═══ PAGE EXTRACT ═══
Death of Anaheim man after arrest parallels George Floyd case, family says

Family attorneys say Anaheim officers held a knee to Christopher Eisinger's neck and back for up to five minutes and he couldn't breathe. He died in the hospital eight days later.
ANAHEIM, Calif. (KABC) -- The mother of Christopher Eisinger demanded justice for her son on Monday, two years after he died in Anaheim police custody.

"We didn't ask for revenge in the first place. But what we want is reform. They have to stop doing this and lying about it and sweeping it under the rug," said Katrina Eisinger.

She says her son - who had mental health issues - was in the wrong place at the wrong time. Her lawyers compare it to the George Floyd case.

"The parallels between Christopher Eisinger and George Floyd are both sickening and undeniable. We've been living the George Floyd case right here in Orange County since 2018," said attorney Eric Dubin.

It all started with a 911 call from a resident, claiming Eisinger was in their backyard and then jumped the fence to the front yard and tried to break into their cars.

Although it's not obvious in the body camera videos, lawyers say five officers held a knee to Eisinger's neck and back for up to five minutes. They also say he said he was sick and couldn't breathe. When he goes unconscious, no one renders medical aid until medics arrive.

"I am really outraged because two years ago, we told you we had a George Floyd in your neighborhood, in Anaheim, and no one listened," said attorney Annee Della Donna.

Police say he was armed, but lawyers say he simply had a party popper. Eisinger died in the hospital eight days later. The city says an autopsy shows he died from exerting himself amid health issues.

"At no time did our officers use excessive force. They handled a challenging situation professionally. That was the finding of an internal review and an independent review by the OC District Attorney," said city spokesman Mike Lyster, who says the city believes the findings stand on their own. "Every incident is unique and tying this 2018 incident to the events of the past two weeks is unwarranted."

The trial was supposed to be held in April, but due to COVID-19, it's been moved to October.
═══
## EXERCISE INSTRUCTIONS
Reproduce the part of the article on Christopher Eisinger's death that begins at the words "Family attorneys say" and stops after the words "He died in the hospital eight days later.". Work only from the article above about Christopher Eisinger's death.
═══ THE DATA ═══
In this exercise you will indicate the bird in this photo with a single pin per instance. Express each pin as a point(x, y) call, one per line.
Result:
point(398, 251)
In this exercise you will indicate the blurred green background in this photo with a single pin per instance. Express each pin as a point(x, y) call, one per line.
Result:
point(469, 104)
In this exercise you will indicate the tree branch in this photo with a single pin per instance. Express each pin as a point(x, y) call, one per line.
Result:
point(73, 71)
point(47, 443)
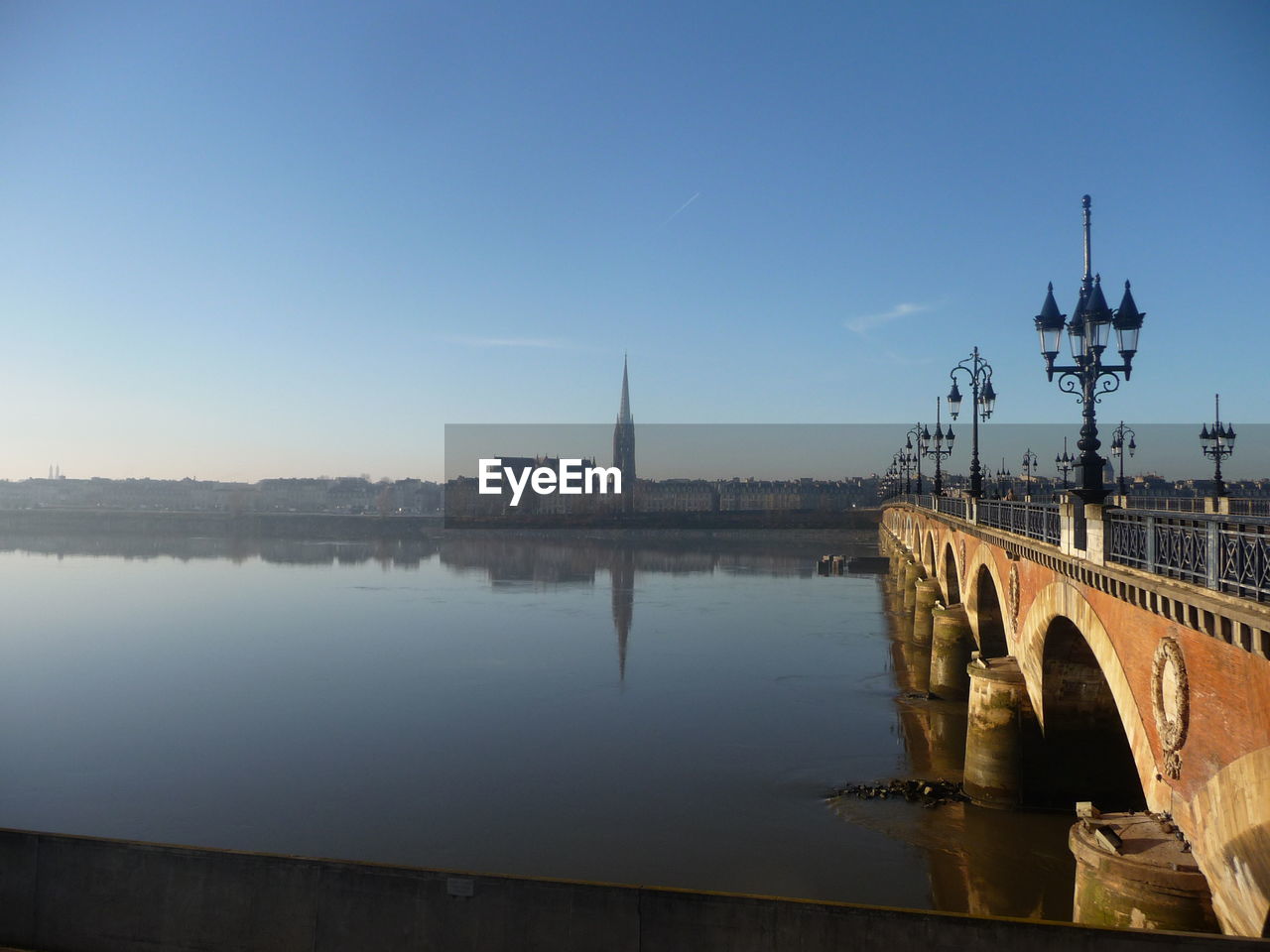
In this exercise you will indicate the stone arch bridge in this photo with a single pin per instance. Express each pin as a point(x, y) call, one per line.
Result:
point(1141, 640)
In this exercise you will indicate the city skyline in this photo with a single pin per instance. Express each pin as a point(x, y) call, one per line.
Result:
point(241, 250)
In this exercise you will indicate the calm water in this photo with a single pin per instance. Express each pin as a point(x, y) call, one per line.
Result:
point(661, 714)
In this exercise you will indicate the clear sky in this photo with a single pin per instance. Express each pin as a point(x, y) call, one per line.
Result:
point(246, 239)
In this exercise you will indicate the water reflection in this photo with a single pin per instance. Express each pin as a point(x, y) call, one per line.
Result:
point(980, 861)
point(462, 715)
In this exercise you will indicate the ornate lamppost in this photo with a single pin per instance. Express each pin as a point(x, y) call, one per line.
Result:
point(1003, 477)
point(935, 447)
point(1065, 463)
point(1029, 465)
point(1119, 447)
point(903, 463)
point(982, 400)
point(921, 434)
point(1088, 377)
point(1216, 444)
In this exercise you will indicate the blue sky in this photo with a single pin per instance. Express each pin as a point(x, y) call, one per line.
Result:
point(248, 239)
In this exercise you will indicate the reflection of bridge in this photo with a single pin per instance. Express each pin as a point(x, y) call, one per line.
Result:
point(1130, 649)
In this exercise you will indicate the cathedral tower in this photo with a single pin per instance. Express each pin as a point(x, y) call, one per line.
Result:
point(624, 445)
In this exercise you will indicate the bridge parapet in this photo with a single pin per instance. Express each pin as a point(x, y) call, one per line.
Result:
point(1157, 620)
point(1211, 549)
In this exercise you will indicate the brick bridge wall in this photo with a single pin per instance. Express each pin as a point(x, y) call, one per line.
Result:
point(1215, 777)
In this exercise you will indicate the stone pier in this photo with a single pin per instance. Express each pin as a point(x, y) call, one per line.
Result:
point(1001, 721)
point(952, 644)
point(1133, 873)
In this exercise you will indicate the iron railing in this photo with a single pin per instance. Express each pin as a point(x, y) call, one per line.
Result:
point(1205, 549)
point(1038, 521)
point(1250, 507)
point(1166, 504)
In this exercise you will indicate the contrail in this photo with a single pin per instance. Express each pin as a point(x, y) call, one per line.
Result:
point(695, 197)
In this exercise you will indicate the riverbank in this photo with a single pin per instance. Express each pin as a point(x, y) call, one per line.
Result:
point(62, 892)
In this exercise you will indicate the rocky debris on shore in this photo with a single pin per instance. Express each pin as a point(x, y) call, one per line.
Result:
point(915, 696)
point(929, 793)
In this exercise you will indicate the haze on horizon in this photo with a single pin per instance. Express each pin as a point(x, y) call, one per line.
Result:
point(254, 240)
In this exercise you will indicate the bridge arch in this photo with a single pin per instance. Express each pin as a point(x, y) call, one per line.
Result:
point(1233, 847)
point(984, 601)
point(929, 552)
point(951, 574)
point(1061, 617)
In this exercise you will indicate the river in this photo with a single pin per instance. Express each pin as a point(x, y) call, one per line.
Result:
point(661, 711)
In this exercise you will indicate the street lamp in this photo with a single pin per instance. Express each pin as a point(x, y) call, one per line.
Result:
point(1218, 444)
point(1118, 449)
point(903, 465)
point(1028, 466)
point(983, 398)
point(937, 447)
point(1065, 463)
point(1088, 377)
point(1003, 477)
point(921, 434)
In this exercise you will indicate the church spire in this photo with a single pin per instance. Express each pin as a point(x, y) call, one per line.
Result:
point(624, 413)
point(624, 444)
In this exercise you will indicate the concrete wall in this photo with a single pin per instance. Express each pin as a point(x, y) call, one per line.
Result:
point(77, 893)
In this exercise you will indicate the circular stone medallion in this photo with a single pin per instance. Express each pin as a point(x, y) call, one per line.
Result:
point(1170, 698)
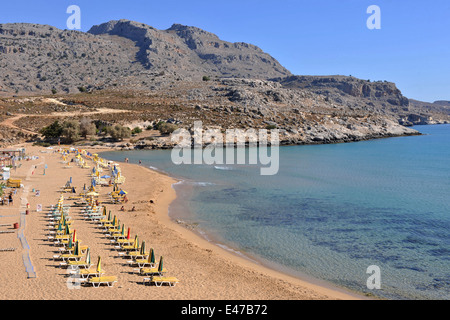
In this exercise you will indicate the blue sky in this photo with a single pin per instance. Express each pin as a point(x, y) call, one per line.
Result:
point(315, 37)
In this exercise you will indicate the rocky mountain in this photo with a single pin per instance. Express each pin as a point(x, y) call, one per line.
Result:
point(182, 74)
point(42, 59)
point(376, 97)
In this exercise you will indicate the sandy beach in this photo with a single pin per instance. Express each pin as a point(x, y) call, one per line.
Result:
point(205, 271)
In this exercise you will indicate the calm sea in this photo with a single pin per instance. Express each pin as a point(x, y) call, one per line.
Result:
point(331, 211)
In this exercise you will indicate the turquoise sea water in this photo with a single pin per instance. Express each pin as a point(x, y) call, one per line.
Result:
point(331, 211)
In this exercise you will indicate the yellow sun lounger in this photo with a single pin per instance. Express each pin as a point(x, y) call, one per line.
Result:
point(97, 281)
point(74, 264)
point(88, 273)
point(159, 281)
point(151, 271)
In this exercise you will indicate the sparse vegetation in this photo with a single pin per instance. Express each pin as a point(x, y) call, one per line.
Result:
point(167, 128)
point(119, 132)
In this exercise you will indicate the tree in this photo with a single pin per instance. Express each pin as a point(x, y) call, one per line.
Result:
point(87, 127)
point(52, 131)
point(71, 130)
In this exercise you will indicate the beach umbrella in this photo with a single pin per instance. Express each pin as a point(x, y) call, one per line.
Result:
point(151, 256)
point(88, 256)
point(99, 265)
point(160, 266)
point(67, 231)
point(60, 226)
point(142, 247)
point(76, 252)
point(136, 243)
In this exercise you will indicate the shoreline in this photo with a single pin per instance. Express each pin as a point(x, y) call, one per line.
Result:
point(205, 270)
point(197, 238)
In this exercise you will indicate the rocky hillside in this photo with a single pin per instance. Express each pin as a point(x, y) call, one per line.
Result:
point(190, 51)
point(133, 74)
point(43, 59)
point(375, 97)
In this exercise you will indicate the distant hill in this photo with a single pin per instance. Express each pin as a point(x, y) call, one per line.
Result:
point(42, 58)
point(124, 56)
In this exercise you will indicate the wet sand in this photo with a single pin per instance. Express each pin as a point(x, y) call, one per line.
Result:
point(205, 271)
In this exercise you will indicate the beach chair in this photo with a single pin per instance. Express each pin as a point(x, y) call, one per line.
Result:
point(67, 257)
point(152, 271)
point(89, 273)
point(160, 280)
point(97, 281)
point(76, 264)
═══
═══ THE DATA ═══
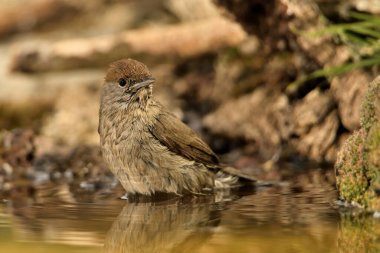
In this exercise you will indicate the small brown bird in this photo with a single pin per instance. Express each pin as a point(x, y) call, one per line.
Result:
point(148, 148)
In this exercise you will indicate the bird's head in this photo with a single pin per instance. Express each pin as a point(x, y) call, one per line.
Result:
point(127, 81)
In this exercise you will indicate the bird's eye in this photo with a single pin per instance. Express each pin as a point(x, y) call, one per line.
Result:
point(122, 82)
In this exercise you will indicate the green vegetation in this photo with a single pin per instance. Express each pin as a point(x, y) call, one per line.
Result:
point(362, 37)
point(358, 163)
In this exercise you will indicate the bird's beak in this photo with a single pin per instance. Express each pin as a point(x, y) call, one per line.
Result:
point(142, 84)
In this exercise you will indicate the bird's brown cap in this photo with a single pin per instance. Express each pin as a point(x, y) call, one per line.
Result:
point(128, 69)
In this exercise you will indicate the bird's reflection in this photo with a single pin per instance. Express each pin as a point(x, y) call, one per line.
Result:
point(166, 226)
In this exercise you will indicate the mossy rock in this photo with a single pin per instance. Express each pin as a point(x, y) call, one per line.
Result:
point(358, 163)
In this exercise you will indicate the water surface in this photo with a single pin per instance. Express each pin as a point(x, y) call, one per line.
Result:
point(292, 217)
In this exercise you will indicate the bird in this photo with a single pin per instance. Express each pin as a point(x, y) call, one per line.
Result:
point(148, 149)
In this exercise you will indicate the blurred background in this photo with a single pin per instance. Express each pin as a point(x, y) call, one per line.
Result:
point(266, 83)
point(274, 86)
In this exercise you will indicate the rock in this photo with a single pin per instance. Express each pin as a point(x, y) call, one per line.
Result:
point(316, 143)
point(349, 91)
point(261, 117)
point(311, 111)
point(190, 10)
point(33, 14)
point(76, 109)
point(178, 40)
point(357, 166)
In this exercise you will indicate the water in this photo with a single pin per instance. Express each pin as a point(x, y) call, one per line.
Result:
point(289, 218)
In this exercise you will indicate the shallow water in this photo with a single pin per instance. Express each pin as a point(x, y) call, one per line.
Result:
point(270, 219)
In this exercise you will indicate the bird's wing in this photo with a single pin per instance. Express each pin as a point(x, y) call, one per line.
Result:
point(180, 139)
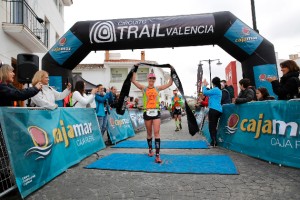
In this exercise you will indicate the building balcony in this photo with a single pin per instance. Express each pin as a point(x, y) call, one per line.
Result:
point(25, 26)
═══
## SOLUTION FOR THIS EXERCISE
Family attorneys say Anaheim officers held a knee to Christopher Eisinger's neck and back for up to five minutes and he couldn't breathe. He died in the hospital eight days later.